## Your instructions
Each line of the listing where "clicks" appears should be reported.

## Excerpted data
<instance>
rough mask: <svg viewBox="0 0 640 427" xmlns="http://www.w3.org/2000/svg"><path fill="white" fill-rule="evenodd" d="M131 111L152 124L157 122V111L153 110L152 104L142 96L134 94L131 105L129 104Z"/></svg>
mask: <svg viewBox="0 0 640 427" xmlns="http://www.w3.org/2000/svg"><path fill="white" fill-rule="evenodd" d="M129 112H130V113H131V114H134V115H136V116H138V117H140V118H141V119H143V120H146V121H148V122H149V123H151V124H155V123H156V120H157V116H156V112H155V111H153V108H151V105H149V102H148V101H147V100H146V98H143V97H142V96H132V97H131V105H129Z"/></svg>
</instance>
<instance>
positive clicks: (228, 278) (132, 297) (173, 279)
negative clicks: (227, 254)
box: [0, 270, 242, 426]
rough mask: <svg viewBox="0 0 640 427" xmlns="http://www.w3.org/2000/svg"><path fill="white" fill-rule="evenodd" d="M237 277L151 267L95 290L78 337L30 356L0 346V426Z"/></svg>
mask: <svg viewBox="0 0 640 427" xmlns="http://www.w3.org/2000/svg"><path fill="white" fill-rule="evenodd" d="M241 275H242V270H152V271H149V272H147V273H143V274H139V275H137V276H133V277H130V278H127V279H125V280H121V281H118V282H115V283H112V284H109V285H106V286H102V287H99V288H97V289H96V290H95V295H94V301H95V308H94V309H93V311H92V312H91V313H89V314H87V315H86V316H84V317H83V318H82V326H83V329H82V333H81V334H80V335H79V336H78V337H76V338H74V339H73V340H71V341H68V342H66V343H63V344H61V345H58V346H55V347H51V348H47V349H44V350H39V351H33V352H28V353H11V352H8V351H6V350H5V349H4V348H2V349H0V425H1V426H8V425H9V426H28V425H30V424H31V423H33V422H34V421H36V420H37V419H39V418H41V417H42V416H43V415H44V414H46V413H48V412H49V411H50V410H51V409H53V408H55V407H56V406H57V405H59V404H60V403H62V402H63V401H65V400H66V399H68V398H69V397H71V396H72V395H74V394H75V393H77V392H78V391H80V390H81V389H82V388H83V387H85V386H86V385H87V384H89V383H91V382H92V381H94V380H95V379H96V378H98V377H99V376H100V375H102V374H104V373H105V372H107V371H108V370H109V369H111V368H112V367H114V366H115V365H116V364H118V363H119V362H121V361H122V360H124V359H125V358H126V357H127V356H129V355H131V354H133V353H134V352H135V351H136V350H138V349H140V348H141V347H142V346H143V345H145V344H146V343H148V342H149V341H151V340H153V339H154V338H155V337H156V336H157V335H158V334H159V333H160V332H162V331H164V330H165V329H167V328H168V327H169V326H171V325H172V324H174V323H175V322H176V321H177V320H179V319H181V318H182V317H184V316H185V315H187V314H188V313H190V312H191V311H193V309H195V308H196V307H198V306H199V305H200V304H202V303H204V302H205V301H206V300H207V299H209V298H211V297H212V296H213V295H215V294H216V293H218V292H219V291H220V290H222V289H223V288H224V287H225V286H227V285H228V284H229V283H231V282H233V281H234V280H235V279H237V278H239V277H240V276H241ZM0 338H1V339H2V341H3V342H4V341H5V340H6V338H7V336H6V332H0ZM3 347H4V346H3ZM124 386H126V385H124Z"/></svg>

## Task result
positive clicks: (228, 278) (132, 297) (173, 279)
negative clicks: (227, 254)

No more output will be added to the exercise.